What the exercise asks →
Starting at the line that contains "Each instance of the cat's" and continuing through the end of the material, write those lines out again with "whisker" swapped for "ear" and everything else left unchanged.

___ Supplied records

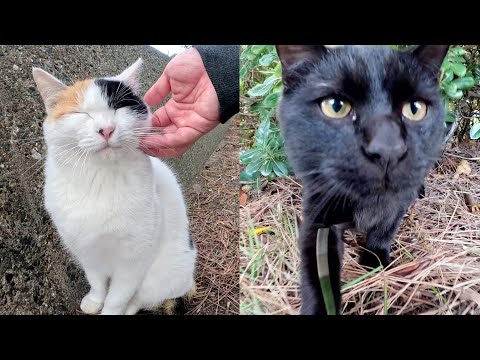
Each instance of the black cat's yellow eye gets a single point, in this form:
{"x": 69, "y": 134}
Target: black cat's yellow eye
{"x": 335, "y": 107}
{"x": 414, "y": 110}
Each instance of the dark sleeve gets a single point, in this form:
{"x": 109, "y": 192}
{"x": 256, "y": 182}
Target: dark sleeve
{"x": 222, "y": 63}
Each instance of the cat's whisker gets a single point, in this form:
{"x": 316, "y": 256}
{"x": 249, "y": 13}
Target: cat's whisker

______

Result →
Each instance of the cat's ear gets a single point, in this form:
{"x": 316, "y": 256}
{"x": 249, "y": 13}
Target: cat's ear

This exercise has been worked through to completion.